▶ _Exercise requirements_
The records below hold a stretch from the line with "Report the position of each instance of the autumn" through the line with "Report the position of each instance of the hilltop"; return exactly those lines, ends included, and nothing more.

[Excerpts from a dataset]

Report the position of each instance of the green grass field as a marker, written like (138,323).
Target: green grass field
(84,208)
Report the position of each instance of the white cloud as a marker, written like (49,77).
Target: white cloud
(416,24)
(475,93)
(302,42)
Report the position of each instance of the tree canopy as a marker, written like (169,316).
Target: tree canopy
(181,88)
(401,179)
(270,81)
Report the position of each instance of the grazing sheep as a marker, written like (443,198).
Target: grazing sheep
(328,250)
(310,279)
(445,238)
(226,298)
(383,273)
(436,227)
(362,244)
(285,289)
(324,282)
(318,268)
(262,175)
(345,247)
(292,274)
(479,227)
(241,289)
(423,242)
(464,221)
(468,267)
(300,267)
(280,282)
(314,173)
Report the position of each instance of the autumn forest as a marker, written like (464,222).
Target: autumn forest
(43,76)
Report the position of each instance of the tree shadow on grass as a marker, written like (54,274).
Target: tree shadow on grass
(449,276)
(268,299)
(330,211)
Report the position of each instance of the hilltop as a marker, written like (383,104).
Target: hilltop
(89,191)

---

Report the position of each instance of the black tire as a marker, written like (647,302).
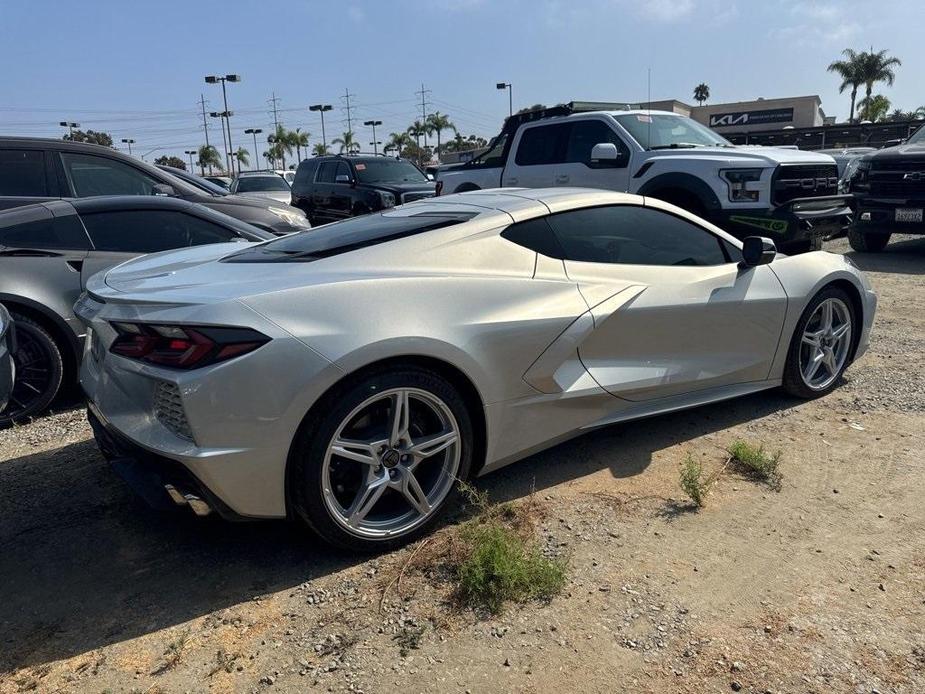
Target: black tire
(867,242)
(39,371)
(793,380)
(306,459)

▶ _Your solution_
Report the position of each instance of the autumn forest as a marker, written like (464,222).
Target: autumn forest
(43,76)
Report the position of each instance of the tree shadow on grass as a marker, written like (54,274).
Target: tree shadow on grass
(449,276)
(268,299)
(330,211)
Report the position of each instance of the hilltop as a marker, written like (383,104).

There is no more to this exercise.